This also often happens prematurely. If the team in the US needs live data
entered in Asia then there's not much you can do, they system has to be
global. But an often overlooked option (today) is running multiple instances
of the same software with each only needing nine fives in it's region. Even if
you do need live data it might be better to have another process shuffling it
between international instances. Also helps with latency.

------
ijpoijpoihpiuoh
The only real SLA is the ability to vote with your feet and go to another
provider that satisfies your business needs, or conversely to increase your
investment with a particular cloud if you are satisfied with their
performance. Providers know this, and they know that even if they wanted to,
they can't capture all the possible values that are important to your
particular business in numerical metrics. They also know that what is
important to your business might not be important to another one, and
therefore that it is hopeless to try to capture the entire gamut in a single
set of metrics that are universally applicable. Any attempt would be futile,
so it's best to stick to simpler metrics and let businesses and customers
decide for themselves whether a given cloud meets their particular needs. SLA
violation penalties hurt a little, but the real pain comes when you lose
business.

:: COMPLETE THE FOLLOWING ::
1. From the SLA thread, list each thing the text says cloud providers know.
2. Please continue the SLA thread past its final sentence.

:: DATA PROVIDED ::

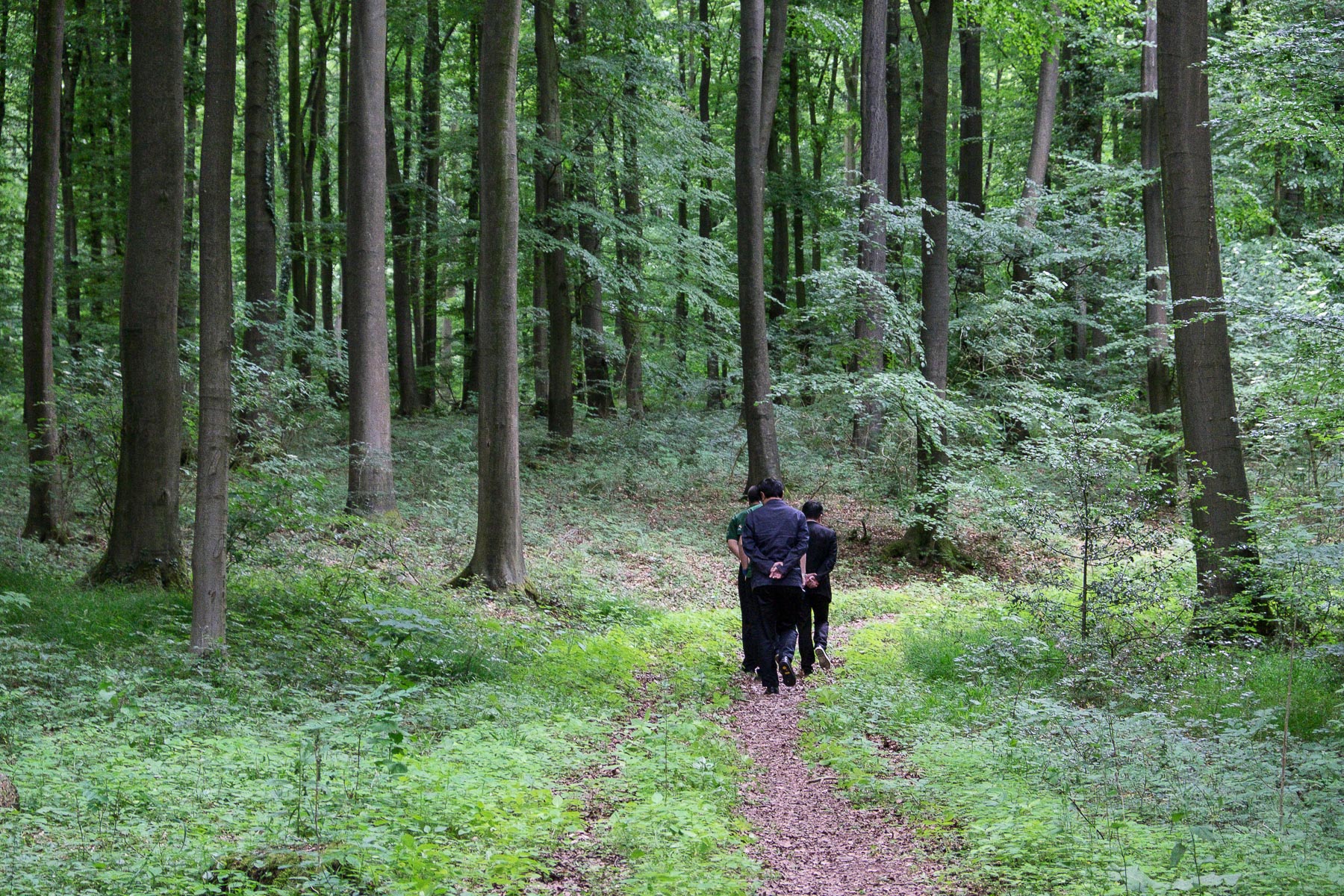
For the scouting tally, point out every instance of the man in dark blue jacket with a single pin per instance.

:: ANSWERS BY TASK ::
1.
- The only real SLA is a customer's ability to go to another provider that meets its business needs, or to increase its investment with a cloud whose performance satisfies it.
- Even if they wanted to, they can't capture in numerical metrics all the values that matter to a particular business.
- What is important to one business might not be important to another, so it is hopeless to try to capture the entire gamut in a single, universally applicable set of metrics.

2.
------
carapace
Over the years I've found that a lot of the confusion surrounding computers
can be cut through by seeing them as a kind of factory. An elegant system or
piece of software looks like an elegant factory, while a clunky or over-
designed system or program is like a Rube Goldberg machine.

What makes good sense in leasing unused factory capacity would make good sense
in leasing cloud resources, eh?